## [Source extract]
- - - - -

Nevertheless, since Professor Goldstein was committed at the outset to an examination of the insanity defense, his central chapters are devoted to an examination of the intrinsic merits of the various defenses which have been formulated over the years. Should insanity be left an open question, to be decided by the jury without the guidance of any set formula? I remember vividly how a few of us on the Royal Commission on Capital Punishment wrestled with this problem, and how we had to oppose the majority of our colleagues. Their first choice was to abrogate the Rules and leave it to the jury. We insisted that it was essential to have a legal standard of responsibility to limit arbitrary decisions on the part of the jury, to promote uniformity, and to help them decide between conflicting testimonies. We could not help a feeling of satisfaction when it turned out that our minority report got the majority support of public opinion and that, in fact, not much has since been heard in England about leaving the question open.


Much the same sort of thing seems to be happening in America. The Durham formula would have left it to the jury to decide whether the crime was the product of mental disease or mental defect. It falls short both in failing to give adequate guidance to the jury and in insisting on a very direct causal relationship between the mental defect and the criminal conduct. Professor Goldstein notes that court after court has refused to adopt the Durham Rule. He believes it is already clear that “the effort to eliminate functional definitions deprives the jury of an essential concreteness of statement.”

- - - - -

## [The data]
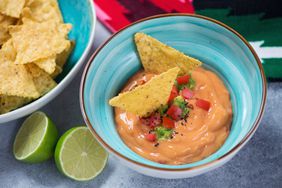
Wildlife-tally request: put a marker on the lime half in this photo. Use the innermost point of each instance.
(36, 139)
(79, 156)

- - - - -

## [Parts of the exercise]
1 – List the three purposes that the passage on the insanity defense says the minority on the Royal Commission saw in a legal standard of responsibility.
2 – Go on with the passage on the insanity defense, starting after its last sentence.

## [Solved tasks]
1 –
- To limit arbitrary decisions on the part of the jury
- To promote uniformity
- To help the jury decide between conflicting testimonies

2 –
I still think that the formula adopted unanimously by the Royal Commission as its second choice was sufficiently enlightened and elastic to serve the interests of justice and of the individual defendant. It directed attention both to the defendant's knowledge of what he was doing and to his capacity to restrain himself. The formula since evolved, on similar lines, in the Model Penal Code seems to me even better, and this appears also to be Professor Goldstein's view. Although there is always scope for tinkering with details, it is a formula as good as any that is likely to evolve in the next fifty years.

The attractiveness of this book lies in the way it is presented and written. It deals with a somber subject, yet it is a pleasure to read. Casebooks, digests, technical dissertations, are inexorably killing the art of writing; it is good to know that Professor Goldstein has escaped such influences. The Insanity Defense, then, fulfills a double function. It can be understood and appreciated by any intelligent reader. Yet it should also be recommended to advanced students, both in law and in psychiatry.